## PROMPT
Report how many lines in the rows below contain the string "query". Reply with the number alone.

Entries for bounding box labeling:
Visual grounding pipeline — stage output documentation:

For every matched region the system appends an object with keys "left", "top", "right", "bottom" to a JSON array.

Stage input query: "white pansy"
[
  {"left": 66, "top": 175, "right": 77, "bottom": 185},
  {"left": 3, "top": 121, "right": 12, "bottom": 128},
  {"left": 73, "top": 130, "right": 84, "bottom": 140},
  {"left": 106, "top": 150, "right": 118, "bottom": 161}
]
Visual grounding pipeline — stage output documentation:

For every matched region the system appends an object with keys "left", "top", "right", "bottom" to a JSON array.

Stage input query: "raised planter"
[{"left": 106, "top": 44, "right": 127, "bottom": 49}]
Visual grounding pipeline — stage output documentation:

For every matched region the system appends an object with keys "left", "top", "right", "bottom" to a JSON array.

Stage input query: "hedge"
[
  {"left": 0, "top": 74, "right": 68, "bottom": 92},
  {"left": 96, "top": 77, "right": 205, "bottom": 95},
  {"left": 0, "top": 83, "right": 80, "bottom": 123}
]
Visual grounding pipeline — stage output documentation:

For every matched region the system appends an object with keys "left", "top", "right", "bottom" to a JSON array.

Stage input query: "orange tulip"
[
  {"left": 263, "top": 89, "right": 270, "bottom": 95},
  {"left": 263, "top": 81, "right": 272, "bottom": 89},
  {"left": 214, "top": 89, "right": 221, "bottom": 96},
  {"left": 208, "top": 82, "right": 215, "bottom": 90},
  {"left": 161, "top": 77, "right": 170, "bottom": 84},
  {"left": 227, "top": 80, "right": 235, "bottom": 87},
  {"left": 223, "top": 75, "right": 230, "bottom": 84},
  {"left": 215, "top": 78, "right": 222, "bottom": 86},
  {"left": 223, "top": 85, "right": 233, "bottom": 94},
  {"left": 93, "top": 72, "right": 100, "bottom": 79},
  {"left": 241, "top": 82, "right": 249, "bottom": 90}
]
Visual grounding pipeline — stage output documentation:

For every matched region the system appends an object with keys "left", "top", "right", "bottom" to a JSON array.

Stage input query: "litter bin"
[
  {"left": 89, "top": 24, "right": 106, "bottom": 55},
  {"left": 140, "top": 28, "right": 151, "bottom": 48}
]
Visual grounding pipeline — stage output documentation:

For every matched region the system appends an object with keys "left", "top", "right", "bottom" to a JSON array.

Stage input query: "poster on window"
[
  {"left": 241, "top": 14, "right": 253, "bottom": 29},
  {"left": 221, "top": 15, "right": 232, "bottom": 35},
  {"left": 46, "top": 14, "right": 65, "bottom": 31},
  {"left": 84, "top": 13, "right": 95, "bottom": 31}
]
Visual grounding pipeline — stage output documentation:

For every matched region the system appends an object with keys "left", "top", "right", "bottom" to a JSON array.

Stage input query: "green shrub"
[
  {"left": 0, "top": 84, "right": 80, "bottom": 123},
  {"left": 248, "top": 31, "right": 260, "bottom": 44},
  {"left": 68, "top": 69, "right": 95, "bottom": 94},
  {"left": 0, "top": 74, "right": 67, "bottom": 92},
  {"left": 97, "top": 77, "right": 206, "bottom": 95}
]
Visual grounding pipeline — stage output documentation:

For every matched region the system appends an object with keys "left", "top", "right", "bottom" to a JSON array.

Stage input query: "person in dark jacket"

## ANSWER TO THIS TASK
8